*** Block opens ***

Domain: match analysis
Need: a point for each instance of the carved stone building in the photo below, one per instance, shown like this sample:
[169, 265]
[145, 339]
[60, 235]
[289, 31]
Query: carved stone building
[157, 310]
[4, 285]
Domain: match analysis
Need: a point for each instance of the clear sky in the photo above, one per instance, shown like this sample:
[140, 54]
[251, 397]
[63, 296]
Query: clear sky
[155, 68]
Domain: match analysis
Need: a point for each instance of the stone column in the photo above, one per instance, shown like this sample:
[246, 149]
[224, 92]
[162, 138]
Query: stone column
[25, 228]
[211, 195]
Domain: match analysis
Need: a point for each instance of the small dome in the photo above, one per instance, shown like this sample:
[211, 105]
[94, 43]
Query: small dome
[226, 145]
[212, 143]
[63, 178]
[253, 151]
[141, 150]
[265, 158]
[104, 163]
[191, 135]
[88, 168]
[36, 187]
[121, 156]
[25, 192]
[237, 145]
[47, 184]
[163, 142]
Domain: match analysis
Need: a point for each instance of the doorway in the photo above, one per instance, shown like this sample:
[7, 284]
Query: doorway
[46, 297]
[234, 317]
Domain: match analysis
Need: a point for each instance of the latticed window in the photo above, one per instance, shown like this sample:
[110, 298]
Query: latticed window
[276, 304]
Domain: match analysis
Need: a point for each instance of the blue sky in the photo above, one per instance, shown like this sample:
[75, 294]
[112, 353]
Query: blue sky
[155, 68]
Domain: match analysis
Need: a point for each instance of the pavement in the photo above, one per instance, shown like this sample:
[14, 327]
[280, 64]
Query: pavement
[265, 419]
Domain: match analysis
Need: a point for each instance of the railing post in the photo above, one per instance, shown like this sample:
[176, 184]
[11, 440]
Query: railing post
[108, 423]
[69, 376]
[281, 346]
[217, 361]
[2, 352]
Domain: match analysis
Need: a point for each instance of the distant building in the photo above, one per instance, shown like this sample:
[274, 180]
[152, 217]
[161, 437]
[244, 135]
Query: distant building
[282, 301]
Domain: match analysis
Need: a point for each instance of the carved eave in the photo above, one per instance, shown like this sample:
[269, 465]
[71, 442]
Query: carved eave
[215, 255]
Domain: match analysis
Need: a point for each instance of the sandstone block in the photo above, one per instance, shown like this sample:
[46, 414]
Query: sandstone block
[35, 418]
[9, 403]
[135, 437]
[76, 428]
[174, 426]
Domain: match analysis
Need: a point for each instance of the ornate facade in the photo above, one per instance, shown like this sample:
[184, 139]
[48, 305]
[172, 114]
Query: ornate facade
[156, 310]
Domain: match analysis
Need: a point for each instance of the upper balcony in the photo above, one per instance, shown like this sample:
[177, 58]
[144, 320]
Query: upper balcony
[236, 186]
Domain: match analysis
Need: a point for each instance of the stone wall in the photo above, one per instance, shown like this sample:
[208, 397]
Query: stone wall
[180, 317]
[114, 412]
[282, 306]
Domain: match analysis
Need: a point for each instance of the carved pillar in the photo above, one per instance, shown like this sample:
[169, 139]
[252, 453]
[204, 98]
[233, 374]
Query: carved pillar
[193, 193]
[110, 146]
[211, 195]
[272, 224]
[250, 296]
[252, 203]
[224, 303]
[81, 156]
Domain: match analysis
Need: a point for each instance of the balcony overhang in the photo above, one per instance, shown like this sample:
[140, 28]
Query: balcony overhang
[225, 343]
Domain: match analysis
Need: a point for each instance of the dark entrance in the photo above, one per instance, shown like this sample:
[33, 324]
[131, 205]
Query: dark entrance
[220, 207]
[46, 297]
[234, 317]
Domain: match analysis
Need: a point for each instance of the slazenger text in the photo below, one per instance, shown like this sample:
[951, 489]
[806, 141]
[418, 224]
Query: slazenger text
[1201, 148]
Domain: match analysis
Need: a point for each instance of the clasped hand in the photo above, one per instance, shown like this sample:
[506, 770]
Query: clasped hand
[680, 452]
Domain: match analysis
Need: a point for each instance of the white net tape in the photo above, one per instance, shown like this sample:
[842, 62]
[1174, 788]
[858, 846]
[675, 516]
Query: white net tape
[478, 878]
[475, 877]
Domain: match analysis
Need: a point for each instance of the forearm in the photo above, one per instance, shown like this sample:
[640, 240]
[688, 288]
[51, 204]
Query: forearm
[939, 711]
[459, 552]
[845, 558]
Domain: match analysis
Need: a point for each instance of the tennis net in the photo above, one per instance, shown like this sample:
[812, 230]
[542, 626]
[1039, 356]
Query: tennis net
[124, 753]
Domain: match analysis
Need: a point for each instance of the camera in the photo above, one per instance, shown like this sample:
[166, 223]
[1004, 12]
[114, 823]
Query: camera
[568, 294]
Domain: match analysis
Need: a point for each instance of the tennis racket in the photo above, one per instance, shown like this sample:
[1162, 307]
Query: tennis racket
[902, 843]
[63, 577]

*** Block closes ***

TASK STATEMENT: A single number is expected: the count of lines in the preceding entries that contain "below".

EXERCISE RESULT: 2